### ITEMS

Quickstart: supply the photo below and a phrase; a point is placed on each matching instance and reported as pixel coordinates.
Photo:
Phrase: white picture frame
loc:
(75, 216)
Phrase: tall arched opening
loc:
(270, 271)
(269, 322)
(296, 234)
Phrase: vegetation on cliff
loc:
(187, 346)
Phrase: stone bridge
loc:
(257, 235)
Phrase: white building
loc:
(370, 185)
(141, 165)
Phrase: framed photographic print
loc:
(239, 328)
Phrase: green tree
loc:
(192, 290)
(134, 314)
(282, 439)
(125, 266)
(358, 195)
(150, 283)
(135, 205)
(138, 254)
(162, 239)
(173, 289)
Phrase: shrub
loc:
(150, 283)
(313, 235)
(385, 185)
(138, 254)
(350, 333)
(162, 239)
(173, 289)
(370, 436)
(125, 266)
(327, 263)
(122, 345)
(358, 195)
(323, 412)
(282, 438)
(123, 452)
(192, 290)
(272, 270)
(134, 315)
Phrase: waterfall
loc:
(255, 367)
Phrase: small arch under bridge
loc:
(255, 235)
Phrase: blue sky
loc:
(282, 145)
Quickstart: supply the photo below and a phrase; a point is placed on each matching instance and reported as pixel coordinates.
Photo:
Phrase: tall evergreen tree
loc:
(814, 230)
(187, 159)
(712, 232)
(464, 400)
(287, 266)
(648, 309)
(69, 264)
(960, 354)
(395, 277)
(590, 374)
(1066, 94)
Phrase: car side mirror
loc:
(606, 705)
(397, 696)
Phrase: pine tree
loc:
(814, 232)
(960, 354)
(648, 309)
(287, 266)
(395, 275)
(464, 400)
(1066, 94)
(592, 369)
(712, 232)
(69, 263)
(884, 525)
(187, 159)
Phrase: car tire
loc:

### STATED TASK
Copy out all of the data above line for line, with no changes.

### FINAL RESULT
Quickstart: supply the photo below and a phrase; a point is placed on each matching instance and reported as pixel coordinates.
Photo:
Phrase: white picture frame
loc:
(75, 216)
Phrase: tall arched opening
loc:
(270, 271)
(269, 322)
(296, 234)
Phrase: vegetation on cliff
loc:
(187, 346)
Phrase: stone bridge
loc:
(257, 235)
Phrase: white building
loc:
(370, 185)
(141, 165)
Phrase: framed photographic print
loc:
(239, 328)
Phrase: green tree
loc:
(192, 290)
(134, 314)
(282, 439)
(125, 266)
(358, 195)
(150, 283)
(135, 205)
(138, 254)
(162, 239)
(173, 289)
Phrase: shrub
loc:
(150, 283)
(313, 235)
(385, 185)
(138, 254)
(350, 333)
(162, 239)
(173, 289)
(370, 436)
(125, 266)
(327, 263)
(122, 345)
(358, 195)
(323, 412)
(282, 438)
(123, 452)
(192, 290)
(272, 270)
(134, 315)
Phrase: waterfall
loc:
(255, 367)
Phrase: small arch under bridge
loc:
(255, 235)
Phrase: blue sky
loc:
(282, 145)
Quickstart: supply the photo below and a phrase; a point is placed on each matching instance and reported as pixel coordinates.
Photo:
Phrase: tall evergreen tree
loc:
(814, 230)
(187, 159)
(712, 232)
(464, 400)
(287, 266)
(648, 309)
(69, 264)
(960, 354)
(395, 277)
(590, 374)
(1066, 94)
Phrase: car side mirror
loc:
(606, 705)
(397, 696)
Phrase: pine tree
loc:
(814, 232)
(960, 354)
(648, 309)
(287, 266)
(395, 275)
(464, 400)
(1066, 94)
(592, 369)
(712, 232)
(69, 263)
(884, 525)
(187, 159)
Phrase: car tire
loc:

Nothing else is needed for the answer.